** Start of Quoted passage **
Reasons why I’m against test driven development

OK.  So this is going to probably be a controversial posting. 
 
Just call me an old crusty code warrior.. but..
 
It’s no secret I’m wholly unsold on test driven development [wikipedia] (TDD).  I have nothing against testing or writing of tests, it is vital to the overall success and stability of any quality driven software.  However, I have a major problem with the strategy that pits developers into the writing of tests (to prove design even) before writing any of their implementation.  This is why..
 
1. It’s Inefficient/ineffectual – my experience leads me to believe that there are far too many changes (or requirement churn) during a development cycle (be it an iterative MSF/Agile development project or traditional waterfall methodology).  By the time a developer has had a chance to write out all the possible test scenarios, what are the odds that the business logic changes?  Then, aside from not having written any code, there are a bunch of unit tests to rewrite.  Even worse when a change request comes in mid-stream.  In other words, nothing really gets achieved but a few hundred odd unit tests which become unmaintainable (broken unit tests are useless) – does this mean perhaps that cost outweighs the reward?
 
2. It can create bottlenecks.  What’s the worst that could happen?  Someone (a developer) spends a decent portion of their budgeted time allocated to building up the tests first (even design oriented ones).  Without some superhuman micro management there is a great chance that another developer will be blocked, waiting for the actual implementation to be produced.  Personally, I prefer not to foster the development of bottlenecks or resource contention..
** End of Quoted passage **
** Start of Data **
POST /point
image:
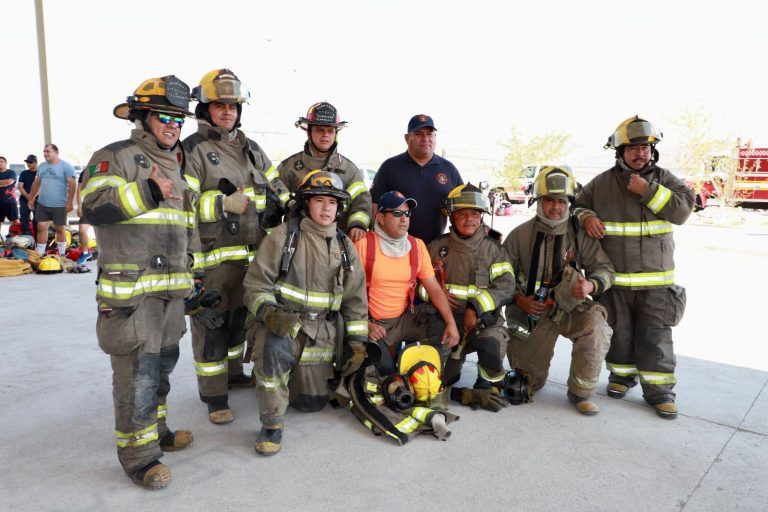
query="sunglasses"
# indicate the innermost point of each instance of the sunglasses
(399, 213)
(167, 118)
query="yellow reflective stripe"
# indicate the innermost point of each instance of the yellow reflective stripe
(421, 413)
(164, 216)
(659, 199)
(271, 384)
(624, 370)
(97, 182)
(499, 269)
(657, 378)
(130, 198)
(316, 355)
(357, 327)
(356, 188)
(361, 217)
(210, 369)
(408, 425)
(306, 298)
(217, 256)
(645, 279)
(207, 209)
(136, 439)
(145, 284)
(236, 352)
(193, 182)
(654, 227)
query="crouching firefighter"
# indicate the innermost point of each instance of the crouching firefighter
(135, 195)
(306, 290)
(551, 254)
(396, 400)
(475, 271)
(239, 202)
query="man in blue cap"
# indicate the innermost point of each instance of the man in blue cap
(422, 175)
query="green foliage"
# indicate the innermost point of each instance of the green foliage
(548, 148)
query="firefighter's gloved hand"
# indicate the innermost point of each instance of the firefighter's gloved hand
(236, 203)
(355, 361)
(488, 399)
(279, 321)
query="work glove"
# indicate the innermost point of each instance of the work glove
(278, 321)
(355, 361)
(236, 203)
(488, 399)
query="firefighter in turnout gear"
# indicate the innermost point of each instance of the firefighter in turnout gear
(553, 256)
(306, 290)
(135, 195)
(322, 125)
(239, 202)
(475, 271)
(631, 208)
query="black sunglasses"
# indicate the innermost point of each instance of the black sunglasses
(399, 213)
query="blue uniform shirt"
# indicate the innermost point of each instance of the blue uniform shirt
(428, 185)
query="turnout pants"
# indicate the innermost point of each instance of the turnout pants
(143, 344)
(585, 326)
(219, 353)
(641, 347)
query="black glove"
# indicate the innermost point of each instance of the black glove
(279, 321)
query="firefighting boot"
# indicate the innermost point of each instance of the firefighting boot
(175, 441)
(666, 409)
(270, 439)
(583, 405)
(153, 476)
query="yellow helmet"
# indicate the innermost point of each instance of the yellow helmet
(221, 85)
(167, 94)
(49, 264)
(421, 366)
(554, 181)
(633, 131)
(465, 196)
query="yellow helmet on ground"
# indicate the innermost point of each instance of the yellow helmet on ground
(221, 85)
(634, 131)
(50, 264)
(167, 94)
(465, 196)
(422, 368)
(554, 181)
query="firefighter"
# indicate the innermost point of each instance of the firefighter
(143, 212)
(239, 201)
(306, 290)
(551, 254)
(475, 271)
(631, 208)
(322, 124)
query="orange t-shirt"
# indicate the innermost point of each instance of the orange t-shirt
(388, 295)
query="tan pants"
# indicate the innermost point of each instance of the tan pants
(586, 326)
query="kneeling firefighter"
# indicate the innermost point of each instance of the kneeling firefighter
(239, 203)
(306, 291)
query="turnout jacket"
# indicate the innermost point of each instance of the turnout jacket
(316, 283)
(212, 155)
(476, 271)
(638, 230)
(294, 168)
(520, 243)
(146, 247)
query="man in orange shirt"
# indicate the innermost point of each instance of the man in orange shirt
(392, 268)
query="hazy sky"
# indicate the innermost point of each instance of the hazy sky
(478, 68)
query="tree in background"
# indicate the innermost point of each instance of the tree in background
(548, 148)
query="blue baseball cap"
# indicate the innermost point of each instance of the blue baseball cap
(394, 199)
(420, 121)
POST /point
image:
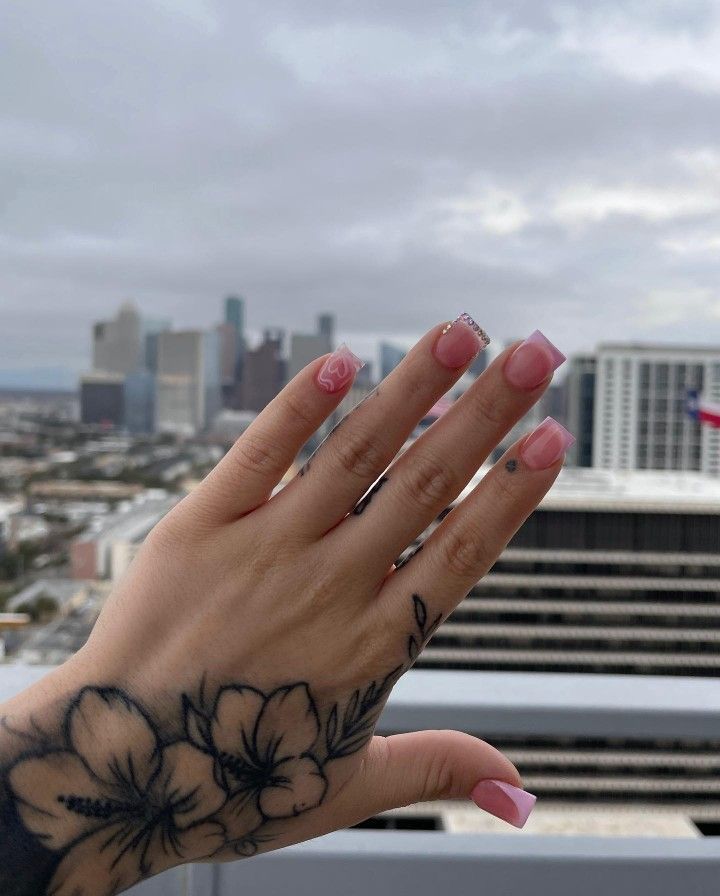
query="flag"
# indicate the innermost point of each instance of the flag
(702, 410)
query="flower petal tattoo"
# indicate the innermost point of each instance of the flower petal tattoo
(117, 796)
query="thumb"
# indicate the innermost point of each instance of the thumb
(436, 765)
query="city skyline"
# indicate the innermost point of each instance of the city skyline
(536, 165)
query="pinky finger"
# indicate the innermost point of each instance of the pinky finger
(471, 538)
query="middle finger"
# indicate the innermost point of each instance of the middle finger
(436, 468)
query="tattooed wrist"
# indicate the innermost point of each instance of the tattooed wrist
(118, 794)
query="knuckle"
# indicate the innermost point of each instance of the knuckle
(255, 455)
(299, 412)
(360, 455)
(428, 483)
(486, 407)
(439, 777)
(466, 553)
(503, 488)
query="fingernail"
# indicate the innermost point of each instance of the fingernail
(532, 362)
(546, 445)
(504, 801)
(460, 341)
(339, 369)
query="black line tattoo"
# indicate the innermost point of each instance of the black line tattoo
(221, 774)
(425, 630)
(403, 561)
(363, 503)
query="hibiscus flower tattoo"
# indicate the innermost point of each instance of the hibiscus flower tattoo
(262, 746)
(116, 796)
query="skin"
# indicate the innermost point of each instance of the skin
(226, 700)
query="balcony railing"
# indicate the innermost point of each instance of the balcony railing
(496, 705)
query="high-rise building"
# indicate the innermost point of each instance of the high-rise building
(326, 327)
(151, 329)
(580, 408)
(235, 315)
(390, 357)
(140, 401)
(228, 341)
(188, 381)
(235, 318)
(118, 343)
(102, 399)
(640, 417)
(304, 348)
(263, 372)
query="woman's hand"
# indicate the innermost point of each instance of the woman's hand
(226, 701)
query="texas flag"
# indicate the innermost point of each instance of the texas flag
(702, 410)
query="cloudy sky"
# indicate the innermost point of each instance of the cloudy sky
(538, 164)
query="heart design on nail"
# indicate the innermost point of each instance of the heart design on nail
(339, 369)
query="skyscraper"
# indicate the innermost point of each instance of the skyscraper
(640, 418)
(326, 327)
(390, 357)
(235, 315)
(580, 408)
(118, 343)
(263, 372)
(188, 381)
(102, 399)
(304, 348)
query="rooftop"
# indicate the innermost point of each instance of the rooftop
(653, 491)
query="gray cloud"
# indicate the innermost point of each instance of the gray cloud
(392, 161)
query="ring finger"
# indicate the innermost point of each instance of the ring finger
(472, 536)
(435, 469)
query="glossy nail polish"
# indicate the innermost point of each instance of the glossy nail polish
(504, 801)
(459, 342)
(339, 369)
(546, 445)
(532, 362)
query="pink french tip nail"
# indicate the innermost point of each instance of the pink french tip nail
(503, 800)
(532, 362)
(339, 370)
(460, 341)
(546, 445)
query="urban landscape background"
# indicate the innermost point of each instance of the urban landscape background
(198, 197)
(617, 572)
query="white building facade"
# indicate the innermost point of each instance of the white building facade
(640, 416)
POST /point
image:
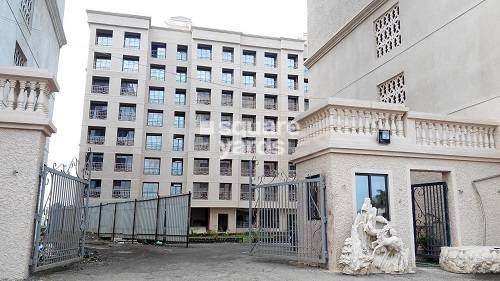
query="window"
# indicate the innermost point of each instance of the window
(95, 188)
(204, 52)
(388, 31)
(373, 186)
(180, 97)
(200, 190)
(150, 190)
(204, 73)
(156, 95)
(270, 59)
(248, 79)
(201, 166)
(179, 119)
(155, 118)
(393, 90)
(157, 72)
(153, 141)
(248, 100)
(100, 85)
(293, 82)
(177, 167)
(158, 50)
(227, 54)
(97, 160)
(226, 98)
(181, 75)
(178, 143)
(293, 103)
(19, 57)
(175, 188)
(226, 167)
(132, 40)
(126, 112)
(27, 11)
(292, 61)
(224, 191)
(151, 166)
(182, 52)
(248, 57)
(203, 96)
(96, 135)
(102, 61)
(313, 202)
(271, 102)
(123, 163)
(125, 137)
(104, 38)
(98, 110)
(202, 143)
(227, 76)
(121, 189)
(130, 64)
(128, 87)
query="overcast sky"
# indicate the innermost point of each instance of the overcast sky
(286, 18)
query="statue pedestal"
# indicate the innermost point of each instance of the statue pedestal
(470, 259)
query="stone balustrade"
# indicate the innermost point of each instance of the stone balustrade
(26, 90)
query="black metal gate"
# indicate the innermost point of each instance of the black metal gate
(431, 225)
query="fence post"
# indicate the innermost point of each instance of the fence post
(133, 221)
(114, 221)
(99, 221)
(157, 215)
(189, 219)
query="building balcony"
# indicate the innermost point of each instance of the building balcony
(200, 195)
(123, 167)
(96, 139)
(356, 125)
(224, 195)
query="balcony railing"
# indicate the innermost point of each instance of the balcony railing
(98, 114)
(129, 116)
(96, 166)
(200, 195)
(202, 146)
(224, 195)
(99, 89)
(123, 167)
(226, 171)
(121, 193)
(200, 171)
(96, 139)
(343, 120)
(126, 141)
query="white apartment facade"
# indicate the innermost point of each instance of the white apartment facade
(164, 104)
(32, 35)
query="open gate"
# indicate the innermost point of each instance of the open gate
(289, 220)
(431, 225)
(60, 219)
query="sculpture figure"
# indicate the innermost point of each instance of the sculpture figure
(373, 249)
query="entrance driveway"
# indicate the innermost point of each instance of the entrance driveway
(209, 262)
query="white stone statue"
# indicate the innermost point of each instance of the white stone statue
(374, 246)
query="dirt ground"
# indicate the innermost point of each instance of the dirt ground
(209, 262)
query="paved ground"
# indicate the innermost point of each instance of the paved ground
(210, 262)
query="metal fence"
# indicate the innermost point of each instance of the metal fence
(289, 220)
(160, 219)
(59, 222)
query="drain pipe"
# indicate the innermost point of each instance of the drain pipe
(481, 206)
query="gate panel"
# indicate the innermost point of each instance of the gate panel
(430, 219)
(290, 220)
(59, 228)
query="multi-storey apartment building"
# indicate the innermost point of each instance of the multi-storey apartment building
(179, 109)
(32, 35)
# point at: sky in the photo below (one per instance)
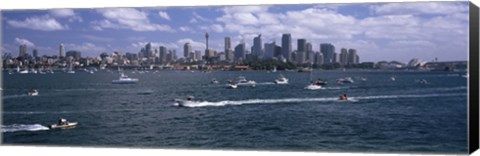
(378, 31)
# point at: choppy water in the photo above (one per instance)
(381, 115)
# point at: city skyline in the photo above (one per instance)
(377, 31)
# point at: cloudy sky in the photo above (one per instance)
(379, 31)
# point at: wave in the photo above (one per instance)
(13, 96)
(299, 100)
(22, 127)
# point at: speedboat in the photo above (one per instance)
(243, 81)
(314, 86)
(422, 81)
(214, 81)
(63, 126)
(33, 92)
(124, 79)
(392, 78)
(183, 102)
(281, 80)
(345, 80)
(232, 85)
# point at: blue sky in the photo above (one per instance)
(379, 31)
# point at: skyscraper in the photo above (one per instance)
(286, 46)
(257, 46)
(62, 50)
(148, 50)
(352, 56)
(328, 51)
(22, 50)
(187, 48)
(343, 56)
(228, 44)
(206, 43)
(240, 52)
(270, 50)
(302, 45)
(35, 53)
(163, 54)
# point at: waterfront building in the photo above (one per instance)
(187, 48)
(287, 46)
(328, 52)
(61, 50)
(257, 47)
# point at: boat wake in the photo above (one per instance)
(14, 96)
(22, 127)
(299, 100)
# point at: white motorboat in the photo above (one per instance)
(392, 78)
(183, 102)
(281, 80)
(232, 85)
(124, 79)
(345, 80)
(242, 81)
(314, 86)
(214, 81)
(32, 92)
(63, 126)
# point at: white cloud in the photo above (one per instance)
(43, 23)
(21, 41)
(66, 13)
(196, 45)
(421, 8)
(87, 49)
(164, 15)
(128, 18)
(97, 38)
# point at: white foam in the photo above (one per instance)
(298, 100)
(22, 127)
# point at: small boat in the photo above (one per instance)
(63, 126)
(214, 81)
(124, 79)
(32, 92)
(183, 102)
(422, 81)
(314, 86)
(345, 80)
(392, 78)
(232, 85)
(242, 81)
(281, 80)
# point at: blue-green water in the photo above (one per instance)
(382, 115)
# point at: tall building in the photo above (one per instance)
(206, 43)
(228, 44)
(319, 58)
(163, 54)
(61, 50)
(257, 46)
(35, 53)
(240, 52)
(198, 55)
(22, 50)
(148, 50)
(343, 56)
(270, 50)
(287, 46)
(301, 45)
(328, 51)
(187, 48)
(352, 56)
(75, 54)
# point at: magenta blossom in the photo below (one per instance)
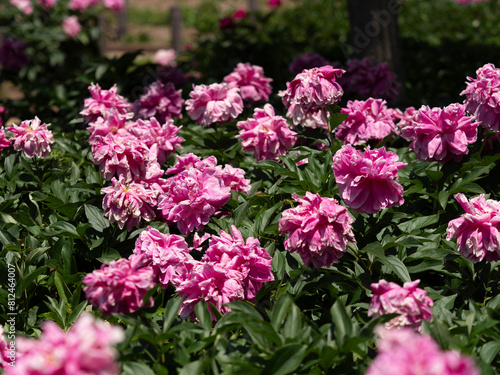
(102, 101)
(319, 229)
(127, 203)
(366, 120)
(250, 79)
(34, 138)
(405, 352)
(215, 103)
(266, 135)
(482, 97)
(87, 348)
(441, 134)
(366, 180)
(310, 91)
(119, 287)
(161, 101)
(410, 302)
(478, 230)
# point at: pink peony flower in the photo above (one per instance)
(162, 252)
(87, 348)
(366, 120)
(34, 138)
(215, 103)
(102, 101)
(478, 230)
(266, 135)
(441, 134)
(161, 101)
(233, 252)
(71, 26)
(191, 197)
(367, 180)
(126, 203)
(119, 287)
(411, 302)
(250, 79)
(482, 97)
(166, 57)
(319, 229)
(310, 91)
(404, 352)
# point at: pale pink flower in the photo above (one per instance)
(87, 348)
(318, 229)
(441, 134)
(192, 197)
(410, 302)
(366, 120)
(161, 101)
(215, 103)
(102, 101)
(127, 203)
(233, 252)
(478, 230)
(482, 97)
(366, 180)
(166, 57)
(71, 26)
(405, 352)
(312, 90)
(33, 137)
(266, 135)
(250, 79)
(119, 287)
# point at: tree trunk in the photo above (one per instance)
(375, 33)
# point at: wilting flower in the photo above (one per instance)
(102, 101)
(478, 230)
(319, 229)
(310, 91)
(410, 302)
(441, 134)
(250, 79)
(126, 203)
(71, 26)
(12, 54)
(161, 101)
(87, 348)
(366, 180)
(162, 252)
(482, 97)
(266, 135)
(405, 352)
(34, 138)
(119, 287)
(214, 103)
(366, 120)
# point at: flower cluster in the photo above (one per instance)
(440, 134)
(33, 137)
(366, 180)
(410, 302)
(366, 120)
(266, 135)
(310, 92)
(478, 230)
(215, 103)
(482, 97)
(405, 352)
(87, 348)
(250, 79)
(120, 286)
(319, 229)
** End of Data **
▶ _Given task 1_:
In the post on test driven development, which two development approaches are named as examples of a development cycle?
▶ _Given task 2_:
List every sentence in the post on test driven development that ends with a question mark.
▶ _Given task 3_:
Please carry the post on test driven development forward, picking up after its final sentence.

▶ _Output 1_:
An iterative MSF/Agile development project and the traditional waterfall methodology.

▶ _Output 2_:
- "By the time a developer has had a chance to write out all the possible test scenarios, what are the odds that the business logic changes?"
- "In other words, nothing really gets achieved but a few hundred odd unit tests which become unmaintainable (broken unit tests are useless) – does this mean perhaps that cost outweighs the reward?"
- "What's the worst that could happen?"

▶ _Output 3_:
 
3. It reduces all developers to the same level, regardless of levels of quality or attention to detail.  For my mind this is a way of ensuring a specific level of quality (meandering to the average) whilst punishing the talented (and less bug prone) developers from just getting the job done in the first place.  Kind of like a speed limit, reducing the ability for skilled drivers to go faster due to the most common denominator.
 
To this end, I suggest "different rules for different tools" (I mean tools in a nice way).  I can understand why graduates and intermediate developers might benefit from a tightly managed TDD driven policy.  Seasoned developers though, may find such a blind principal to be too restrictive (not too mention overkill).  TDD should be considered where it is likely to add the most benefit without causing more impact than it merits.
 
Yes, I know I’ve singled this out on its own, and TDD rightfully or wrongly should be coupled with other implementation and project management strategies…
 
What are your thoughts?  Do you violently disagree?  Can you suggest an alternative?  Be creative and add a comment..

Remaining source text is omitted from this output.